++++ TEXT SHOWN ++++

This object needs to be stateful in this way because each adapter might either require time-sensitive authentication information (tokens, etc), or may be computationally expensive to create. For this reason, we want the AdapterManager to have instance variables with adapter objects.
-
restore_canonical_copy(r_id: str) → None[source]¶ Attempt to Restore a detected fault in the canonical copy of an object.
Delete the canonical copy of an object, but keep non-canonical copies. After that, create a new canonical copy, preserving resource UUID,
but with the correct object contents.:param r_id - UUID of resource you’d like to restore
-
restore_from_canonical_copy(adapter_id: str, r_id: str) → None[source]¶ Restore a copy of an object from its canonical copy. To restore from the canonical copy, we can simply delete and
re-ingest the fraudulent copy.:param adapter_id - the ID of the adapter with the broken copy :param r_id - The resource UUID of the resource we’ve detected an issue with
-
retrieve_by_preference(r_id: str) → str[source]¶ Retrieve a resource.
Get a copy of a file, preferring canonical adapter, then enforcing some preference hierarchy This will be called when Libreary is asked to retrieve.
This places a file in the configured output_dir and returns a path to the retrieved file.
Keep in mind that the output directory may be volatile and should not be used for storage.

++++ RAW DATA ++++

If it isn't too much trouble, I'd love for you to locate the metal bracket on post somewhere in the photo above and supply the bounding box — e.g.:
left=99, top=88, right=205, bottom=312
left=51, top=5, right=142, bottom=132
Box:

++++

GIVEN REQUEST >> Please reproduce the stretch of the adapter documentation from "This object needs" through "of an object.". You won't need the listing for this.

EXERCISE RESPONSE >>
This object needs to be stateful in this way because each adapter might either require time-sensitive authentication information (tokens, etc), or may be computationally expensive to create. For this reason, we want the AdapterManager to have instance variables with adapter objects.
-
restore_canonical_copy(r_id: str) → None[source]¶ Attempt to Restore a detected fault in the canonical copy of an object.